TASK SET
A. Answer these questions from the news report on the New York City school closures, labeling each answer (i), (ii), (iii):
(i) How many school sites were first closed on Tuesday?
(ii) How many school sites in the yellow zone will begin mandatory weekly testing?
(iii) What is the earliest date the schools closed Tuesday could reopen?
B. Rewrite everything in the news report on the New York City school closures from "From CNN's Kristina" down to "Wednesday, Oct. 21.", changing "school sites" to "school buildings" wherever it appears.
C. Extend the news report on the New York City school closures, picking up right after its last sentence.

TEXT SEGMENT
New York City closes 169 schools as part of new Covid-19 restrictions

From CNN's Kristina Sgueglia

NYC Media
NYC Media

A total of 169 public school sites are now closed in areas where there are clusters of Covid-19 cases in New York City, according to Mayor Bill de Blasio.

There were 108 initially closed on Tuesday in conjunction with the state. The new restrictions called for an additional 61 to be closed, he said.

“The school sites that were closed previously will remain closed for that two week period even if they don’t end up under the new state rules… were still keeping them closed because based on our data it was the right thing to do," de Blasio said.

Additionally, there are 308 school sites in the yellow zone that will begin mandatory weekly testing starting October 9.

The earliest the schools closed Tuesday could come back is Wednesday, Oct. 21. 

Here are some of the other restrictions in place:

  • All non-essential businesses in the “red zone” will be closed, restaurants will be takeout only, mass gatherings are prohibited, and houses of worship can operate at 25% capacity, and a maximum of 10 people in side, the mayor said.

RECORDS SUPPLIED
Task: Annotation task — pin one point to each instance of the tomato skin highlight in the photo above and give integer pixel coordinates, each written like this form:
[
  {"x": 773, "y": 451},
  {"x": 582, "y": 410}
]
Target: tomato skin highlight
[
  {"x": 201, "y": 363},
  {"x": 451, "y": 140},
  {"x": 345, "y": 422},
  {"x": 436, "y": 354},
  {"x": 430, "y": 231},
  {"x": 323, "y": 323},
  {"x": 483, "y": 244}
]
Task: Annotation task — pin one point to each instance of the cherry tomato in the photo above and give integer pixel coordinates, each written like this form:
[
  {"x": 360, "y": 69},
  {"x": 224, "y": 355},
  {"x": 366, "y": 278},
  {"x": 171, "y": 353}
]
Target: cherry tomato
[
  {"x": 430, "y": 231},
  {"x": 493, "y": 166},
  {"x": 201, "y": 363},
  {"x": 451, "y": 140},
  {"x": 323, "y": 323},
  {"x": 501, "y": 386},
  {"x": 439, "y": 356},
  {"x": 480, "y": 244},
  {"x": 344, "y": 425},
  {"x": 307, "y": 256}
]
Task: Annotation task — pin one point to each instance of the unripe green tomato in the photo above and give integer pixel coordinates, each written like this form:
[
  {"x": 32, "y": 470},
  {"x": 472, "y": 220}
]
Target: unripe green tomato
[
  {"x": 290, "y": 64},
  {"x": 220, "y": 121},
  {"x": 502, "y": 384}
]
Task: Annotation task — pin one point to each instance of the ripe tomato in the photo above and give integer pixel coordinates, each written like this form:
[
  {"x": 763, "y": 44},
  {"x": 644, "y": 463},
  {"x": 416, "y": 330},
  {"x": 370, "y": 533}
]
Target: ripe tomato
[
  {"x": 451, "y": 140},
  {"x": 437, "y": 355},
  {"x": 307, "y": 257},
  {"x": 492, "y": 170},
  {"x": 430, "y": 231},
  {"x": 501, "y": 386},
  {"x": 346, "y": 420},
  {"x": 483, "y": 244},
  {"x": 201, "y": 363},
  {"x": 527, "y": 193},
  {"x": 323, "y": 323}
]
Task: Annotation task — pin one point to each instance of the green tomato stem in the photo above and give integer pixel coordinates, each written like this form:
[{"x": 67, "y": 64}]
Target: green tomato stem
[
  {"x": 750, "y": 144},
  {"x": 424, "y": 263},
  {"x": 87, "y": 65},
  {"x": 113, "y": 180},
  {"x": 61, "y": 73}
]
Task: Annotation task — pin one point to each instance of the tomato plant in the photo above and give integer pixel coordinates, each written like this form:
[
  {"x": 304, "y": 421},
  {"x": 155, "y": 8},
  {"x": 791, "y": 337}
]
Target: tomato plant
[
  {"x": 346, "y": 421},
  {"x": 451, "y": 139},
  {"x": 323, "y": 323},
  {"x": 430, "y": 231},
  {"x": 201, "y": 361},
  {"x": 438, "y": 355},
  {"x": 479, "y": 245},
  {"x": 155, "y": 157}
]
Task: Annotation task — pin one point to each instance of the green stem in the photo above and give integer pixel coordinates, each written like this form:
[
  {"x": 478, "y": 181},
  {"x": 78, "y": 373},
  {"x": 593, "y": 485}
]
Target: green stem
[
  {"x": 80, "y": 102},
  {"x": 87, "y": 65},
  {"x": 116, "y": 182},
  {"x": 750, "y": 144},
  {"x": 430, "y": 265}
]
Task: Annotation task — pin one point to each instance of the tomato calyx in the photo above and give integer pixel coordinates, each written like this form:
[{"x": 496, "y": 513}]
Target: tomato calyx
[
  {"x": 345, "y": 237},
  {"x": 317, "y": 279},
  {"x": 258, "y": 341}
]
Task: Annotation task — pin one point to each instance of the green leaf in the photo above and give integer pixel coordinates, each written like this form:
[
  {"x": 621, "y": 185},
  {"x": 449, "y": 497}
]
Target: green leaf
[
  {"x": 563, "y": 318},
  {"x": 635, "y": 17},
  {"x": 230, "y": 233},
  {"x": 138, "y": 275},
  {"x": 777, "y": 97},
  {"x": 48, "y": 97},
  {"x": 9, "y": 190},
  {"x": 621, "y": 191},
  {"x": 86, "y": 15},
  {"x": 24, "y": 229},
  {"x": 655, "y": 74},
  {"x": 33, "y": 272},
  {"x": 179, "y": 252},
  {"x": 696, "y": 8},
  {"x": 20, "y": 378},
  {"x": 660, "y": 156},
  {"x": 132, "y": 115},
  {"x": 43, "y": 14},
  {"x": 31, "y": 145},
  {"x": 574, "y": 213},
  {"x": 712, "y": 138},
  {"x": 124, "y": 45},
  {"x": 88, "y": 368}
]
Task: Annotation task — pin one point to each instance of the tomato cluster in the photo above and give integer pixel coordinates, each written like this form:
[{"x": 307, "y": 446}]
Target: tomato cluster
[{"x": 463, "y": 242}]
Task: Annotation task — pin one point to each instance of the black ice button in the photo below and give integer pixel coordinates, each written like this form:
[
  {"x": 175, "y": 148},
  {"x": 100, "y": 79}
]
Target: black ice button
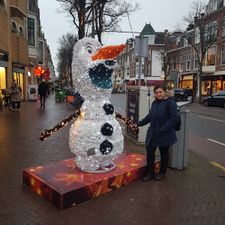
[{"x": 106, "y": 147}]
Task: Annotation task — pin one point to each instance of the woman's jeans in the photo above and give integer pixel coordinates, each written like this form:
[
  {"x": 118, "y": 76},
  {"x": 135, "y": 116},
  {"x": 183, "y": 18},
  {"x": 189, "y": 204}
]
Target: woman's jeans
[{"x": 164, "y": 157}]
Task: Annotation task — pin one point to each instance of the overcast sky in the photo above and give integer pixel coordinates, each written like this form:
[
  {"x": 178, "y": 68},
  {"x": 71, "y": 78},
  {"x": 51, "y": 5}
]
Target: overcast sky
[{"x": 162, "y": 14}]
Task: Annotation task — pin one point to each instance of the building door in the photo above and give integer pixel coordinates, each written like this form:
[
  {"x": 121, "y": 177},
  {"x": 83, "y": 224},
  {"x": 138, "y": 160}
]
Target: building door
[{"x": 2, "y": 78}]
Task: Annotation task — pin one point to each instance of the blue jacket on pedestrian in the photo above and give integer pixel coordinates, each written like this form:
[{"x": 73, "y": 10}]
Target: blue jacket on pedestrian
[{"x": 162, "y": 117}]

ANSWERS TO THIS EXERCISE
A.
(i) 108
(ii) 308
(iii) Wednesday, Oct. 21

B.
From CNN's Kristina Sgueglia

NYC Media
NYC Media

A total of 169 public school buildings are now closed in areas where there are clusters of Covid-19 cases in New York City, according to Mayor Bill de Blasio.

There were 108 initially closed on Tuesday in conjunction with the state. The new restrictions called for an additional 61 to be closed, he said.

“The school buildings that were closed previously will remain closed for that two week period even if they don’t end up under the new state rules… were still keeping them closed because based on our data it was the right thing to do," de Blasio said.

Additionally, there are 308 school buildings in the yellow zone that will begin mandatory weekly testing starting October 9.

The earliest the schools closed Tuesday could come back is Wednesday, Oct. 21.

C.
  • Schools in the “orange zones” will be closed – both public and nonpublic. High risk businesses including gyms will be closed. Restaurants are permitted outdoor only with a maximum of 4 people per table. Gatherings indoor or outdoor must be 10 people or less. Houses of worship can function at 33% capacity, and a maximum of 25 people inside. 
  • Within the “yellow zones” schools will be open but subject to mandatory weekly Covid-19 testing. All businesses remain open. Both indoor and outdoor dining is permitted with a maximum of 4 people per table. Gatherings must be 25 people or less, whether they be indoor or outdoor. Houses of worship are allowed to operate at 50% capacity.
10:58 a.m. ET, October 8, 2020

FDA won’t comment on status of Emergency Use Authorizations for two antibody treatments

From CNN's Andrea Diaz

Vehicles drive in front of the U.S. Food and Drug Administration headquarters in White Oak, Maryland, on August 25.
Vehicles drive in front of the U.S. Food and Drug Administration headquarters in White Oak, Maryland, on August 25. Stefani Reynolds/Bloomberg/Getty Images

The US Food and Drug Administration told CNN Thursday morning that the agency doesn’t have any comments on the applications for Emergency Use Authorizations for Eli Lilly and Regeneron antibody treatments.

"Per policy, we cannot confirm, deny or comment on product applications," FDA spokesperson Chanapa Tantibanchachai told CNN via email.

Both Eli Lilly and Regeneron have already submitted requests to the FDA for Emergency Use Authorization for their single monoclonal antibody therapies.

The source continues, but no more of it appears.